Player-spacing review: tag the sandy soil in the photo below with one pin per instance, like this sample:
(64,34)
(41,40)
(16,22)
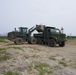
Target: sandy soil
(61,60)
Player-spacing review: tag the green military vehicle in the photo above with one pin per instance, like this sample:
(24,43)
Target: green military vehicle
(46,35)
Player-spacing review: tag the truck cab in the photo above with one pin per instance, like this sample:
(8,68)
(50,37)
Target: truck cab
(51,36)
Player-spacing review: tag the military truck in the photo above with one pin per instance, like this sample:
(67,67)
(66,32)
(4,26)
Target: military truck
(46,35)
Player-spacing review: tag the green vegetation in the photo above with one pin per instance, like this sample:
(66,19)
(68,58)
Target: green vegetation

++++++++++

> _Exercise_: Reproduce all of the records above word for word, leaving out the pictures.

> _Written solution_:
Player-spacing review: tag the sandy soil in the photo below with one pin per instance, like this sample:
(64,34)
(41,40)
(16,22)
Target: sandy soil
(61,60)
Player-spacing review: tag the green military vehicle in the photo above with one pin per instance, like this sample:
(24,43)
Target: green military vehicle
(46,35)
Player-spacing review: tag the truck cab in the photo above with one pin per instance, like this sample:
(8,68)
(50,37)
Target: truck cab
(51,36)
Player-spacing review: tag the military truck in the photo above with one pin per instance, like this sample:
(67,67)
(66,32)
(4,26)
Target: military truck
(46,35)
Player-spacing review: tag the green vegetation in the photo above with one pin per instance, like this sample:
(66,19)
(68,58)
Target: green vegetation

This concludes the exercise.